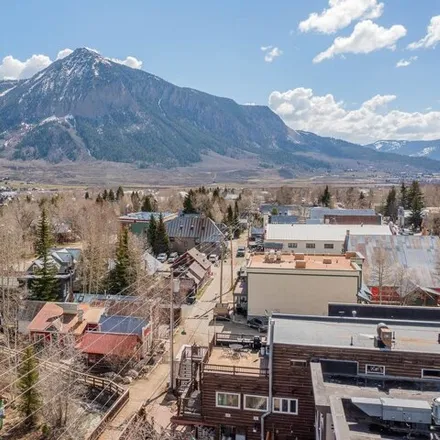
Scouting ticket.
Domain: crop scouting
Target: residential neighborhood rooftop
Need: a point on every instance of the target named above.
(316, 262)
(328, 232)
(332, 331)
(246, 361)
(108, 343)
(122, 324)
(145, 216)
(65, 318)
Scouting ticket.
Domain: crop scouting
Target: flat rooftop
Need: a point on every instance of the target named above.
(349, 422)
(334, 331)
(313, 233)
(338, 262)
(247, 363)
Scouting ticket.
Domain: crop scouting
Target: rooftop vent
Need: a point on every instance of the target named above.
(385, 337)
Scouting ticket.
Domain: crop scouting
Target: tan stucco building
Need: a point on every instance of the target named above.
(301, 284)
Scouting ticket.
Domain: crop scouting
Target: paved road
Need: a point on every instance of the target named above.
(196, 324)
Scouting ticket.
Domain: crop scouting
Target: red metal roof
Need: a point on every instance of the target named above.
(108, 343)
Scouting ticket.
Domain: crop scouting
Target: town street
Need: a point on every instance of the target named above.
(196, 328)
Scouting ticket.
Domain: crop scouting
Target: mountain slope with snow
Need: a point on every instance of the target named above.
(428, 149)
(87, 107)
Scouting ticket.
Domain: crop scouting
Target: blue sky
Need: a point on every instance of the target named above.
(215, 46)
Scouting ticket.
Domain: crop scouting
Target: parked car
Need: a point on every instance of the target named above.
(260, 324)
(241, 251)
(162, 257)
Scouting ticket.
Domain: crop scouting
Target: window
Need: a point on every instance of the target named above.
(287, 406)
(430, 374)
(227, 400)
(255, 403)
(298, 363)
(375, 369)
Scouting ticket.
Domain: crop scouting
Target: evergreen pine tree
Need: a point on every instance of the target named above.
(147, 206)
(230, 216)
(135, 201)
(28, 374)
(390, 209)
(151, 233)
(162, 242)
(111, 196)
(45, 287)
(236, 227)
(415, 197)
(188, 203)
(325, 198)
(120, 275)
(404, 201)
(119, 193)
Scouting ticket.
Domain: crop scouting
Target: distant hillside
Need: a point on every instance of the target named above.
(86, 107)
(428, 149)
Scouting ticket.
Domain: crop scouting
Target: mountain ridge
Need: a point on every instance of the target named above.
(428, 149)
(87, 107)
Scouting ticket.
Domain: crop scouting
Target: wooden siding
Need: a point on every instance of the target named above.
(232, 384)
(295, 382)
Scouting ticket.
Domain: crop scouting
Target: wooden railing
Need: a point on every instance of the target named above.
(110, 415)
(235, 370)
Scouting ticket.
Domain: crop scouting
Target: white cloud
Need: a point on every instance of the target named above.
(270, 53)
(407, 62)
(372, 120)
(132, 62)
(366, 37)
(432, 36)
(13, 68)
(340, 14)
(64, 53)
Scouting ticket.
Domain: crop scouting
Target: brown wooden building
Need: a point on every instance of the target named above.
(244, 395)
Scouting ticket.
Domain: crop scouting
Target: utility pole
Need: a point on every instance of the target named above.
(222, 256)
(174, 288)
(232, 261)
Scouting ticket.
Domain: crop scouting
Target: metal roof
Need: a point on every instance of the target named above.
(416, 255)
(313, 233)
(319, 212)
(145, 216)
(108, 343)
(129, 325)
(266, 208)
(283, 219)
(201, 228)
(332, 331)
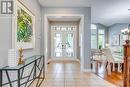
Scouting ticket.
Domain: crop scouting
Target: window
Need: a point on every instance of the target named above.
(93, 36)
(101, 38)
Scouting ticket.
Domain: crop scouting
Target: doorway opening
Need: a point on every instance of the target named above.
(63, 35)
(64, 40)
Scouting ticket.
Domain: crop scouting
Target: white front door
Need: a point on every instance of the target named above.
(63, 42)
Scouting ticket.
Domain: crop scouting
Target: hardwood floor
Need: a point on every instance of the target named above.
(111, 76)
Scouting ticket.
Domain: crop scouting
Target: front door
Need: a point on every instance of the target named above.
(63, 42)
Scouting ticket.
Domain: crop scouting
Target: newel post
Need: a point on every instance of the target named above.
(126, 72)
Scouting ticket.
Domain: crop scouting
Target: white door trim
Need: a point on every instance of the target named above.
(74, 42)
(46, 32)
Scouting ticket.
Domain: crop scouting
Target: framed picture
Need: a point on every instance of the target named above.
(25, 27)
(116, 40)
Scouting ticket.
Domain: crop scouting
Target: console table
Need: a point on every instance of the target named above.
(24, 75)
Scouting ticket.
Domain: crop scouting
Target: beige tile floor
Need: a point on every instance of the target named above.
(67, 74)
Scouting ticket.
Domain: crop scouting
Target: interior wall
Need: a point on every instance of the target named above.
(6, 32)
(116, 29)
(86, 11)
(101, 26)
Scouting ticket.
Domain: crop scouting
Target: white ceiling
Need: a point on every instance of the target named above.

# # # #

§ **Aim of the exercise**
Extract every line of the records above that contains the word "rooftop", and match case exactly.

§ **Response below**
Target: residential neighborhood rooftop
Target: flat rooftop
Target: rooftop vent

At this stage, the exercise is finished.